> _Objective_
Extend the forum post about building Mango indexes on FoundationDB, starting right after its final sentence.

> _Text to read_

Start

Re: [DISCUSS] Implementing Mango Indexes for FoundationDB

Posted by Garren Smith <ga...@apache.org>.

Hi All,

I was chatting to Adam yesterday and I want to explore the index-on-write
indexing for Mango a bit more. I know there has been a bit of a discussion
that we should only use a background process to build mango indexes but I
think that building indexes as documents are created/updated along combined
with background processing for existing documents will be easier to
implement. Especially in the beginning as we build the new fdb layer.

Below is the process for building a new index:

1. When a user defines a new index on an existing database, save the index
definition and also save the sequence that the index was added at. The
index should also be marked that it is in a `building`  phase so it won’t
be used yet to service queries. (I’ll come back to this later)
2. Any write requests after that must read the new index definition and
update the index. When updating the new index, the writers should assume
that previous versions of the document have already been indexed.

End

> _Stored data_
Start

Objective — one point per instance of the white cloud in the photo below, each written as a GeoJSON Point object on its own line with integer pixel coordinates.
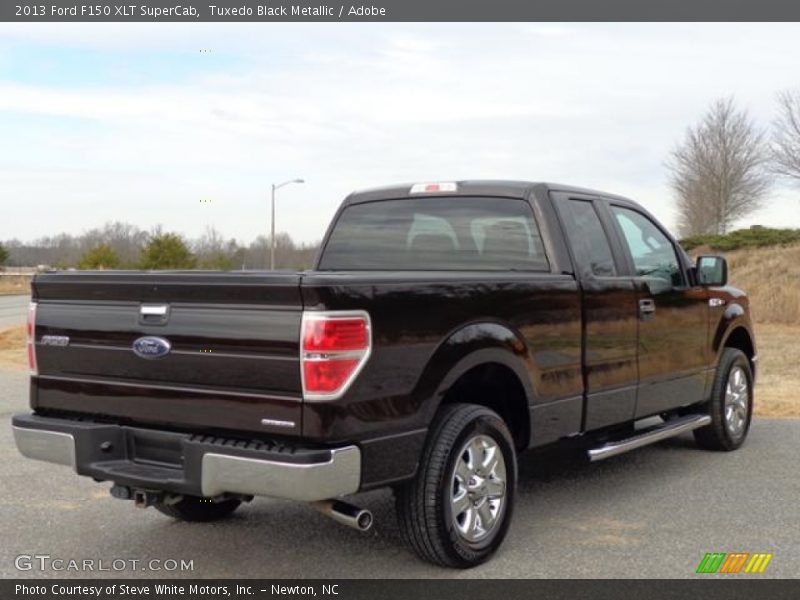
{"type": "Point", "coordinates": [348, 106]}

End

> _Result of this task_
3. At the same time a background process will start reading sections of the
changes feed and building the index, this background process will keep
processing the changes read until it reaches the sequence number that the
index was saved at. Once it reaches that point, the index is up to date and
will be marked as `active` and can be used to service queries.
4. There are some subtle behaviour around step 3 that is worth mentioning.
The background process will have the 5 second transaction limit, so it will
process smaller parts of the changes feed. Which means that it won’t have
one consistent view of the changes feed throughout the index building
process. This will lead to a conflict situation. For example when the
background process transaction is adding a document to the index while at
the same time a write request has a transaction that is updating the same
document. There are two possible outcomes to this, if the background
process wins, the write request will get a conflict. At that point the
write request will try to process the document again, read the old values
for that document, remove them from the index and add the new values to the
index. If the write request wins, and the background process gets a
conflict, then the background process can try again, the document would
have been removed from its old position in the changes feed and moved to
the later position, so the background process won’t see the document and
will then move on to the next one.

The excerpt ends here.